## Job
In the records below, replace every "mask" with "outline" and reproduce them otherwise unchanged. Omit the pictures.

## Material for this exercise
□ □ □ □ □ □ □
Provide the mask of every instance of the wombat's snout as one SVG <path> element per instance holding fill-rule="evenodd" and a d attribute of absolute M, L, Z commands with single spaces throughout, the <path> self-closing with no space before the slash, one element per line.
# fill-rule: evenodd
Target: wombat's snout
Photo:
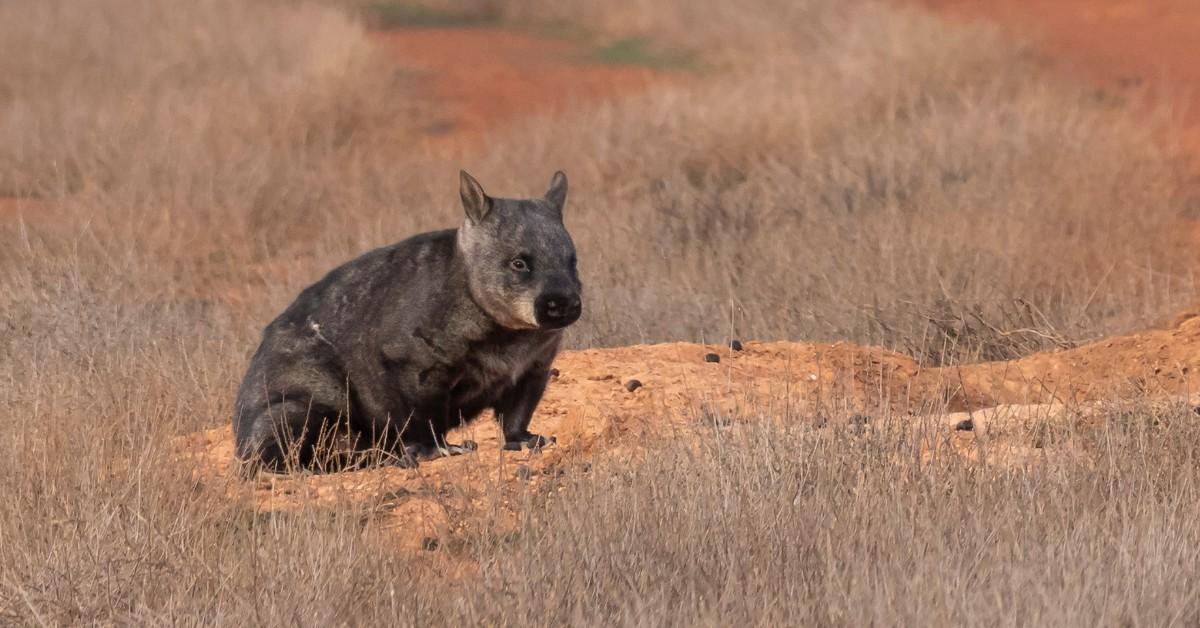
<path fill-rule="evenodd" d="M 583 313 L 583 301 L 577 293 L 542 294 L 533 306 L 538 324 L 548 329 L 566 327 L 578 321 Z"/>

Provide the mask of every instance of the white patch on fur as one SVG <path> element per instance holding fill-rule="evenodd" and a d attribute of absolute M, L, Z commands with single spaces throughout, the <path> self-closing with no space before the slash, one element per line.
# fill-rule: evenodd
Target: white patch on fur
<path fill-rule="evenodd" d="M 538 312 L 534 310 L 533 299 L 517 299 L 517 303 L 512 304 L 512 312 L 517 321 L 529 325 L 529 329 L 538 329 Z"/>

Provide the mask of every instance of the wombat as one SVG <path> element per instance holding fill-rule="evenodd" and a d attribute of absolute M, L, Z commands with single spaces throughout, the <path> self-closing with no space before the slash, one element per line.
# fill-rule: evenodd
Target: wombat
<path fill-rule="evenodd" d="M 450 429 L 494 411 L 529 431 L 563 329 L 582 313 L 566 175 L 542 198 L 492 198 L 460 173 L 466 220 L 353 259 L 263 331 L 234 412 L 245 471 L 336 471 L 461 454 Z"/>

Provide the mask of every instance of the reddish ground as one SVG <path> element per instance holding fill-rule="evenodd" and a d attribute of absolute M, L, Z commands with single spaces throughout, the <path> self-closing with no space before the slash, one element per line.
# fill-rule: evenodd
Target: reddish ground
<path fill-rule="evenodd" d="M 650 68 L 588 61 L 566 40 L 499 29 L 406 29 L 378 34 L 402 67 L 422 72 L 443 108 L 434 142 L 469 144 L 496 125 L 611 98 L 661 79 Z"/>
<path fill-rule="evenodd" d="M 955 16 L 1040 30 L 1052 53 L 1103 85 L 1146 80 L 1175 95 L 1200 88 L 1200 64 L 1194 62 L 1200 59 L 1194 54 L 1200 52 L 1200 0 L 920 1 Z M 380 37 L 402 65 L 428 71 L 428 89 L 444 106 L 442 124 L 432 130 L 442 132 L 433 137 L 446 146 L 478 145 L 484 132 L 506 120 L 617 96 L 659 79 L 648 70 L 581 62 L 584 50 L 569 43 L 499 30 L 412 30 Z M 1200 106 L 1194 110 L 1200 114 Z M 1200 116 L 1190 120 L 1200 122 Z M 1200 154 L 1200 143 L 1195 146 Z M 704 361 L 709 351 L 722 360 Z M 655 438 L 678 442 L 712 433 L 714 424 L 737 429 L 756 417 L 800 417 L 818 430 L 852 425 L 856 413 L 871 421 L 900 418 L 920 433 L 926 450 L 948 443 L 949 451 L 971 459 L 984 459 L 986 450 L 991 461 L 1032 463 L 1051 444 L 1058 454 L 1074 455 L 1070 443 L 1044 439 L 1039 426 L 1048 420 L 1086 423 L 1081 408 L 1116 397 L 1192 397 L 1200 369 L 1200 317 L 1184 315 L 1165 329 L 1070 351 L 954 369 L 919 369 L 911 358 L 876 347 L 804 342 L 750 342 L 739 353 L 689 343 L 580 351 L 560 355 L 556 366 L 560 375 L 533 426 L 559 438 L 544 453 L 502 454 L 492 421 L 481 420 L 470 429 L 478 453 L 415 471 L 264 476 L 253 488 L 232 480 L 229 490 L 264 509 L 382 500 L 384 527 L 401 546 L 415 549 L 425 537 L 458 532 L 454 515 L 467 502 L 510 503 L 527 484 L 554 482 L 559 472 L 598 456 L 624 459 Z M 630 391 L 626 384 L 634 378 L 644 385 Z M 955 430 L 966 417 L 974 430 Z M 228 427 L 182 437 L 176 445 L 194 461 L 198 476 L 230 478 Z"/>
<path fill-rule="evenodd" d="M 1200 155 L 1200 1 L 916 0 L 960 18 L 1032 35 L 1066 70 L 1104 88 L 1145 88 L 1180 107 Z"/>

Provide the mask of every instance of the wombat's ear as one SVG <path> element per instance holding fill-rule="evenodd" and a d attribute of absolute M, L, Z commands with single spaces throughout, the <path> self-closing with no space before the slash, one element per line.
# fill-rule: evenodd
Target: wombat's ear
<path fill-rule="evenodd" d="M 550 179 L 550 190 L 546 191 L 546 201 L 550 204 L 558 208 L 558 213 L 563 213 L 563 205 L 566 203 L 566 174 L 563 171 L 558 171 Z"/>
<path fill-rule="evenodd" d="M 467 171 L 458 171 L 458 196 L 462 197 L 462 209 L 467 210 L 467 217 L 472 222 L 478 223 L 492 210 L 492 198 Z"/>

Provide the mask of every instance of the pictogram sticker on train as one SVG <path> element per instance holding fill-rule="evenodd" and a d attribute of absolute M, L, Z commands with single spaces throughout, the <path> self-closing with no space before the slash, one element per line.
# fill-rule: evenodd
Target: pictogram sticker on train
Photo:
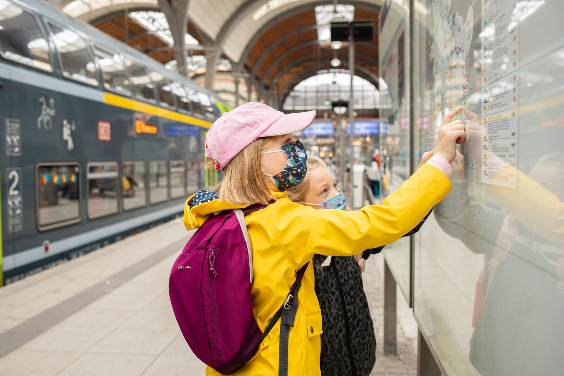
<path fill-rule="evenodd" d="M 109 141 L 112 137 L 111 126 L 109 122 L 98 122 L 98 139 L 100 141 Z"/>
□ □ □ □ □ □ □
## Exercise answer
Provide the outline of every instance of the wombat's snout as one SVG <path> element per instance holding fill-rule="evenodd" and a d attribute of absolute M, L, Z commands with single spaces throughout, the <path> self-closing with no space before the slash, one element per line.
# fill-rule: evenodd
Target: wombat's snout
Photo:
<path fill-rule="evenodd" d="M 583 313 L 583 301 L 577 293 L 542 294 L 533 306 L 538 324 L 548 329 L 566 327 L 578 321 Z"/>

Provide the outline of every instance of the white patch on fur as one SVG <path> element per instance holding fill-rule="evenodd" and a d attribute of absolute M, L, Z commands with single spaces throughout, the <path> self-closing with no space before the slash, one element per line.
# fill-rule: evenodd
Target: white patch on fur
<path fill-rule="evenodd" d="M 538 312 L 534 310 L 533 299 L 517 299 L 517 303 L 512 304 L 512 312 L 517 321 L 529 325 L 529 329 L 538 329 Z"/>

Provide the outline of every instance of the wombat as one SVG <path> element per instance holding fill-rule="evenodd" and a d attribute of absolute M, L, Z commands with single spaces throughout, the <path> self-closing with no space before the slash, one element per line.
# fill-rule: evenodd
Target: wombat
<path fill-rule="evenodd" d="M 450 429 L 494 411 L 529 431 L 563 329 L 582 313 L 566 175 L 542 198 L 492 198 L 460 173 L 466 220 L 353 259 L 263 331 L 234 412 L 245 471 L 336 471 L 461 454 Z"/>

Provide the outline of every instance of the reddish ground as one SVG <path> element per instance holding fill-rule="evenodd" and a d attribute of absolute M, L, Z commands with single spaces throughout, the <path> self-closing with no space before the slash, one element per line.
# fill-rule: evenodd
Target: reddish ground
<path fill-rule="evenodd" d="M 650 68 L 588 61 L 566 40 L 499 29 L 406 29 L 378 34 L 402 67 L 422 72 L 443 108 L 434 142 L 469 144 L 496 125 L 611 98 L 661 79 Z"/>
<path fill-rule="evenodd" d="M 955 16 L 1040 30 L 1052 53 L 1103 85 L 1146 80 L 1175 95 L 1200 88 L 1200 64 L 1194 62 L 1200 59 L 1194 54 L 1200 52 L 1200 0 L 920 1 Z M 380 37 L 402 65 L 428 71 L 428 89 L 444 106 L 442 124 L 432 130 L 442 132 L 433 137 L 446 146 L 478 145 L 484 132 L 506 120 L 617 96 L 659 79 L 648 70 L 581 62 L 584 50 L 569 43 L 499 30 L 412 30 Z M 1200 106 L 1194 110 L 1200 114 Z M 1200 116 L 1190 120 L 1200 122 Z M 1200 154 L 1200 143 L 1195 146 Z M 704 361 L 709 351 L 722 360 Z M 655 438 L 678 442 L 712 433 L 714 424 L 737 429 L 756 417 L 800 417 L 818 430 L 852 425 L 856 413 L 871 421 L 900 418 L 920 433 L 926 450 L 948 443 L 949 451 L 971 459 L 984 459 L 986 450 L 991 461 L 1032 463 L 1051 444 L 1058 454 L 1074 455 L 1070 443 L 1044 439 L 1039 426 L 1048 420 L 1086 423 L 1081 408 L 1116 397 L 1192 397 L 1200 369 L 1200 317 L 1184 315 L 1165 329 L 1070 351 L 954 369 L 919 369 L 911 358 L 876 347 L 804 342 L 750 342 L 739 353 L 689 343 L 580 351 L 560 355 L 556 366 L 560 375 L 533 426 L 559 438 L 544 453 L 502 454 L 492 421 L 481 420 L 470 429 L 478 453 L 415 471 L 264 476 L 253 488 L 232 480 L 229 490 L 264 509 L 382 500 L 384 527 L 401 546 L 415 549 L 425 537 L 458 532 L 454 515 L 467 502 L 510 503 L 527 484 L 554 482 L 559 472 L 598 456 L 624 459 Z M 630 391 L 626 384 L 634 378 L 644 385 Z M 955 430 L 966 417 L 974 430 Z M 228 427 L 182 437 L 176 445 L 194 461 L 198 476 L 230 478 Z"/>
<path fill-rule="evenodd" d="M 1200 155 L 1200 1 L 916 0 L 960 18 L 1032 35 L 1066 70 L 1104 88 L 1145 88 L 1180 107 Z"/>

Provide the outline of every instance of the wombat's ear as one SVG <path> element per instance holding fill-rule="evenodd" and a d attribute of absolute M, L, Z commands with single spaces throughout, the <path> self-closing with no space before the slash, one element per line.
# fill-rule: evenodd
Target: wombat's ear
<path fill-rule="evenodd" d="M 550 179 L 550 190 L 546 191 L 546 201 L 550 204 L 558 208 L 558 213 L 563 213 L 563 205 L 566 203 L 566 174 L 563 171 L 558 171 Z"/>
<path fill-rule="evenodd" d="M 467 171 L 458 171 L 458 196 L 462 197 L 462 209 L 467 210 L 467 217 L 472 222 L 478 223 L 492 210 L 492 198 Z"/>

Provide the outline of every instance of the pictogram sticker on train as one SVG <path> element per instance holding fill-rule="evenodd" and a d attribute of absolute M, L, Z commands with single spaces throughout, the <path> self-closing with no space before the slash, one element per line.
# fill-rule: evenodd
Target: pictogram sticker on train
Photo:
<path fill-rule="evenodd" d="M 109 141 L 112 137 L 111 126 L 109 122 L 98 122 L 98 139 L 100 141 Z"/>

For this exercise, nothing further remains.